* [WRITTEN TASK] Convert the listing below into a two-column CSV with one row per request, using the column names "prompt" and "completion". Put each request's text and its answer in a single quoted field, replacing line breaks with spaces.

[Shape boundary listing]

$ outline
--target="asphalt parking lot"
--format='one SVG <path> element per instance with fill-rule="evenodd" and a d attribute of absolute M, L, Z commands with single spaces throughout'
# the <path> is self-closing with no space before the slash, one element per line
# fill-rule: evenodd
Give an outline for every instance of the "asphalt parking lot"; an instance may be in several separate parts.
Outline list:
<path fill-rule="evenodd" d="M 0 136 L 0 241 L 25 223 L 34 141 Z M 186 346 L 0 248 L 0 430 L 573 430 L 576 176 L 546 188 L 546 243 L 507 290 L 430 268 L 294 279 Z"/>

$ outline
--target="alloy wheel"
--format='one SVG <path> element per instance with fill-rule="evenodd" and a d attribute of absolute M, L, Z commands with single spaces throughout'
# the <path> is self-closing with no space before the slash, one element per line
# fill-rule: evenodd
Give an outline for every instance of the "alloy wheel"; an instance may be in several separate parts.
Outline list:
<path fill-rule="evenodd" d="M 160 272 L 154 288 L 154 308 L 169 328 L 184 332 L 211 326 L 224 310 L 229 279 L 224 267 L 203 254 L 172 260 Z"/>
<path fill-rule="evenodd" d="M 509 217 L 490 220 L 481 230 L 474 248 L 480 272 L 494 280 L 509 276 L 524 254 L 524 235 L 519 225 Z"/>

* [RESULT BELOW]
prompt,completion
"$ outline --target=""asphalt parking lot"" --format='one SVG <path> element per instance with fill-rule=""evenodd"" and a d attribute of absolute M, L, Z commands with single spaces throughout' # the <path> is self-closing with no space before the slash, one element per line # fill-rule: evenodd Give an outline for every instance of the ""asphalt parking lot""; an instance may be in several separate parts. Outline list:","<path fill-rule=""evenodd"" d=""M 0 136 L 0 241 L 25 223 L 34 141 Z M 186 346 L 0 248 L 0 430 L 573 430 L 576 176 L 546 188 L 546 243 L 507 290 L 430 268 L 294 279 Z""/>"
"$ outline --target=""alloy wheel"" --format='one SVG <path> element per instance with fill-rule=""evenodd"" and a d attribute of absolute M, L, Z commands with single spaces throughout' # the <path> is self-closing with no space before the slash, one element per line # fill-rule: evenodd Give an outline for every instance of the ""alloy wheel""; an instance may be in several separate parts. Outline list:","<path fill-rule=""evenodd"" d=""M 160 272 L 154 288 L 154 308 L 169 328 L 184 332 L 211 326 L 224 310 L 229 279 L 224 267 L 203 254 L 172 260 Z""/> <path fill-rule=""evenodd"" d=""M 509 217 L 490 220 L 481 230 L 474 248 L 480 272 L 494 280 L 509 276 L 524 254 L 524 235 L 519 225 Z""/>"